課題の内容 = 次に示す映画「銀平町シネマブルース」のレビューを、一字も変えずに全文そのまま書き出してください。

日本映画

映画レビュー「銀平町シネマブルース」

2023年2月9日
かつて青春を過ごした町に帰ってきたワケアリの元映画監督。従業員や常連客とともに、傾いた映画館の再生に奔走する。

全編にあふれる映画愛

銀平町に一人の男が帰ってきた。元映画監督の近藤猛である。親友だった助監督の自殺がきっかけで映画界から離れ、学生時代を過ごしたこの町に戻ってきたのだ。

借金で家を失い、妻とも別れ、いまや一文無しの身。たまたま映画館「銀平スカラ座」の支配人・梶原と出会い、同館で住み込みのバイトをすることになる。

バイト仲間の足立エリカと大崎美久、売れない役者の渡辺、売れない映画ライターの那須、ミュージシャンの白川、中学生の川本、そして気のいいホームレスの佐藤。スカラ座には三度の飯より映画の好きな常連たちが集まっていた。

とは言え、映画館の経営は楽ではない。おそらく多くのミニシアターがそうであるように、支配人の梶原は多額の借金を抱えている。本来は近藤をバイトに雇っている場合ではない。

しかし、そんなことは先刻承知。困っている人間を放っておけないのが、梶原のいいところ。根っからのお人好しなのだ。そんな梶原の人柄に惹かれて通ってくる客も多いようだ。

そういった常連客のためにも、映画館を盛り上げなければならない。ということで、出てきたアイデアが60周年記念イベント。

新人監督の谷内由里子が持ち込んだ初監督作品の上映をはじめ、さまざまな企画を用意し、起死回生を図る。果たして、スカラ座は往年の賑わいを取り戻せるのか。そして、近藤は映画監督として再出発を果たせるのか――。

提示情報 =

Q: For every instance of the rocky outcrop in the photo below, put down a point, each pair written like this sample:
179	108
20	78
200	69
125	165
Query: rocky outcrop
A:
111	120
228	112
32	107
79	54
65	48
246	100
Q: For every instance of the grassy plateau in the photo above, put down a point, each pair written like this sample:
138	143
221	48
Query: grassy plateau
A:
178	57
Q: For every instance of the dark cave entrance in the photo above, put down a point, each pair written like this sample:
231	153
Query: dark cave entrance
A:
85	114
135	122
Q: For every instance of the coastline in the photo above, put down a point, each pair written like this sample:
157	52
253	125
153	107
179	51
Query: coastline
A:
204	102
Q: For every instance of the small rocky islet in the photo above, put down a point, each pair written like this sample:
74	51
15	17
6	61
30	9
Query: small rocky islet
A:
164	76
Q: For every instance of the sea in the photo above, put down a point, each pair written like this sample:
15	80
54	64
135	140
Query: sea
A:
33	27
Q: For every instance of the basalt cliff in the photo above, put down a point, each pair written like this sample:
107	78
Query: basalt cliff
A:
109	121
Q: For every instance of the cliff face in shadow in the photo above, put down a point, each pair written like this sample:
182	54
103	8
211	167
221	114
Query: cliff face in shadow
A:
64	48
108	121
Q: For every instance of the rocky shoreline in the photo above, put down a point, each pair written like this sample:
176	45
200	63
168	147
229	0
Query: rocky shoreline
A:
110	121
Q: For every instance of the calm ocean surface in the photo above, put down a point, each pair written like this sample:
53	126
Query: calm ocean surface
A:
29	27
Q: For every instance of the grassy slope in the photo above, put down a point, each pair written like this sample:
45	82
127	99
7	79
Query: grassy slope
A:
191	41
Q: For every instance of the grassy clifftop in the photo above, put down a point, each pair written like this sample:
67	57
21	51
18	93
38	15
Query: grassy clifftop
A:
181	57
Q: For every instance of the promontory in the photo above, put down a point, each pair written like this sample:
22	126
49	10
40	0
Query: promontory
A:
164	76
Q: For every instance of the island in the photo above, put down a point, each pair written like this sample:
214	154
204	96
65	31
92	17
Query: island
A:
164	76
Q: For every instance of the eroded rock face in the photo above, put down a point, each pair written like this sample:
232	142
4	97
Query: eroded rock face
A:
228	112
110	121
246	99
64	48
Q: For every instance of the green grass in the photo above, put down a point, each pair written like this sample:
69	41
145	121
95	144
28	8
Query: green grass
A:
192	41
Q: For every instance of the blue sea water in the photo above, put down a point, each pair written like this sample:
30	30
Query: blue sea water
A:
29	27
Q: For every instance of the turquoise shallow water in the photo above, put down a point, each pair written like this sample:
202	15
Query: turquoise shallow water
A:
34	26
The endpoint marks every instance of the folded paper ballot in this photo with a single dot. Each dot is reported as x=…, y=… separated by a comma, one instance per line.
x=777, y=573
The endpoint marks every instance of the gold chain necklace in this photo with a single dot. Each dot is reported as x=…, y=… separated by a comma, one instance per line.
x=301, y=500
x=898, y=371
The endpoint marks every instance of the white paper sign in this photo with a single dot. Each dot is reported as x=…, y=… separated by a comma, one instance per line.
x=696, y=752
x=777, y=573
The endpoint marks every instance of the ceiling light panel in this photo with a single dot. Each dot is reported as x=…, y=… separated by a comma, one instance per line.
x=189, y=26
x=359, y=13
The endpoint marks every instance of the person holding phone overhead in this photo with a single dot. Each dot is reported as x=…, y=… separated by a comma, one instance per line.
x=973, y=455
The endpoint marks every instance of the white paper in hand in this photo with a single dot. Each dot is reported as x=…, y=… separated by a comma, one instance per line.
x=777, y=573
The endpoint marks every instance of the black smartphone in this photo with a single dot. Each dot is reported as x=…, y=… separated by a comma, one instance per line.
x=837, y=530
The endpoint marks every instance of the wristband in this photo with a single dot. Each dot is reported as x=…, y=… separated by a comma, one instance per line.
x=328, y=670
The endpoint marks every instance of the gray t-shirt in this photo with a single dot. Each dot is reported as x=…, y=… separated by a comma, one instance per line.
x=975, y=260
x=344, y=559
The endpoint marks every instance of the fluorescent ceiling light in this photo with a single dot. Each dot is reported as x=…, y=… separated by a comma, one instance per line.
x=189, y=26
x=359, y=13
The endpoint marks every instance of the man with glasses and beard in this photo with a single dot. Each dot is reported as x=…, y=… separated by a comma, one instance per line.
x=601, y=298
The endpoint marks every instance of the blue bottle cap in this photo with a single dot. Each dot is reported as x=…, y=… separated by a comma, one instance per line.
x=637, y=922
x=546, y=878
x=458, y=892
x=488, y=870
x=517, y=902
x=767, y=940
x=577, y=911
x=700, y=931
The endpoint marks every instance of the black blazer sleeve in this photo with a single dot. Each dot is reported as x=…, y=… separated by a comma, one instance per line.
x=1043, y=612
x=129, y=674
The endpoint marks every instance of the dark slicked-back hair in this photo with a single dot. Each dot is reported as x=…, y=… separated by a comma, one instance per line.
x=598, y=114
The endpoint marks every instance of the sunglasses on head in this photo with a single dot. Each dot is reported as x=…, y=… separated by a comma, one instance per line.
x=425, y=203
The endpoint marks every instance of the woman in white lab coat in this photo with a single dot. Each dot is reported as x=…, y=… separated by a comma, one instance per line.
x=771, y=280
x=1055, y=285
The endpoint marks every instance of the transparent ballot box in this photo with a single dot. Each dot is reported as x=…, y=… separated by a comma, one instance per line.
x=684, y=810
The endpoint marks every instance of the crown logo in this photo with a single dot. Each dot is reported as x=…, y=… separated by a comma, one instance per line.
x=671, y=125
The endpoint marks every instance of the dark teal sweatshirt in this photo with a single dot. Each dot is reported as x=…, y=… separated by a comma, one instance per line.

解答 =
日本映画

映画レビュー「銀平町シネマブルース」

2023年2月9日
かつて青春を過ごした町に帰ってきたワケアリの元映画監督。従業員や常連客とともに、傾いた映画館の再生に奔走する。

全編にあふれる映画愛

銀平町に一人の男が帰ってきた。元映画監督の近藤猛である。親友だった助監督の自殺がきっかけで映画界から離れ、学生時代を過ごしたこの町に戻ってきたのだ。

借金で家を失い、妻とも別れ、いまや一文無しの身。たまたま映画館「銀平スカラ座」の支配人・梶原と出会い、同館で住み込みのバイトをすることになる。

バイト仲間の足立エリカと大崎美久、売れない役者の渡辺、売れない映画ライターの那須、ミュージシャンの白川、中学生の川本、そして気のいいホームレスの佐藤。スカラ座には三度の飯より映画の好きな常連たちが集まっていた。

とは言え、映画館の経営は楽ではない。おそらく多くのミニシアターがそうであるように、支配人の梶原は多額の借金を抱えている。本来は近藤をバイトに雇っている場合ではない。

しかし、そんなことは先刻承知。困っている人間を放っておけないのが、梶原のいいところ。根っからのお人好しなのだ。そんな梶原の人柄に惹かれて通ってくる客も多いようだ。

そういった常連客のためにも、映画館を盛り上げなければならない。ということで、出てきたアイデアが60周年記念イベント。

新人監督の谷内由里子が持ち込んだ初監督作品の上映をはじめ、さまざまな企画を用意し、起死回生を図る。果たして、スカラ座は往年の賑わいを取り戻せるのか。そして、近藤は映画監督として再出発を果たせるのか――。